(Dataset records)

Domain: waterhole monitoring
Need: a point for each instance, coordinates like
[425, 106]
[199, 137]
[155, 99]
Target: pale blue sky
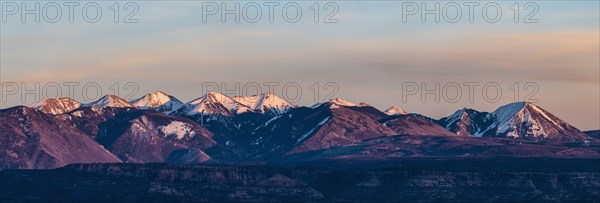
[369, 53]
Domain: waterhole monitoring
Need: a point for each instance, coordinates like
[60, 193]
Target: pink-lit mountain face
[217, 128]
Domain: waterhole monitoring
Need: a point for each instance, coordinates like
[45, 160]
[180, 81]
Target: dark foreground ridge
[402, 180]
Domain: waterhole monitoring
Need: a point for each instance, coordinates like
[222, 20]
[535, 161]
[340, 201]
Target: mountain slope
[526, 120]
[109, 101]
[56, 105]
[142, 136]
[265, 103]
[305, 129]
[395, 110]
[213, 103]
[32, 139]
[414, 124]
[158, 101]
[467, 122]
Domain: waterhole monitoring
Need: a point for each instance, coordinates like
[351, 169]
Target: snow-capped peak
[109, 101]
[395, 110]
[56, 106]
[266, 102]
[158, 101]
[334, 103]
[341, 102]
[215, 103]
[524, 119]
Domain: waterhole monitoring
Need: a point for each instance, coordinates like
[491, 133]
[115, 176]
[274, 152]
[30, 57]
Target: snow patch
[178, 128]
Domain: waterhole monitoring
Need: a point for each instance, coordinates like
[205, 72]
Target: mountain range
[265, 128]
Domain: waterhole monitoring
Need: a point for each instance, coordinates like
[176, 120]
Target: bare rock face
[31, 139]
[56, 106]
[528, 121]
[467, 122]
[412, 124]
[140, 136]
[305, 129]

▶ Stated goal: The records above must be echoed exactly, minus their pictures.

▶ Solved exercise:
Domain: waterhole monitoring
Need: a point for each instance, coordinates like
[425, 106]
[199, 137]
[155, 99]
Target: pale blue sky
[369, 53]
Domain: waterhole monitoring
Need: a point for each instance, coordinates like
[60, 193]
Target: pink-lit mountain face
[217, 128]
Domain: waterhole monitoring
Need: a point for each instance, coordinates like
[45, 160]
[180, 81]
Target: dark foreground ridge
[402, 180]
Domain: waterhole monitoring
Need: a point for each instance, coordinates like
[222, 20]
[535, 161]
[340, 201]
Target: mountain slope
[526, 120]
[109, 101]
[56, 105]
[142, 136]
[265, 103]
[305, 129]
[395, 110]
[213, 103]
[32, 139]
[414, 124]
[158, 101]
[467, 122]
Domain: waterhole monitoring
Need: a point for each instance, coordinates like
[351, 169]
Target: snow-capped peak
[109, 101]
[395, 110]
[56, 106]
[266, 102]
[158, 101]
[334, 103]
[341, 102]
[215, 103]
[524, 119]
Domain: waterhole monitoring
Need: a point for each instance, coordinates like
[491, 133]
[115, 176]
[274, 152]
[30, 57]
Target: snow patch
[178, 128]
Domain: waterhole monitoring
Need: a point for each instance, coordinates like
[205, 72]
Target: mountain range
[265, 128]
Domain: waterhole monitoring
Need: a point for each instance, coordinates like
[176, 120]
Target: bare rock face
[31, 139]
[56, 106]
[528, 121]
[467, 122]
[412, 124]
[140, 136]
[305, 129]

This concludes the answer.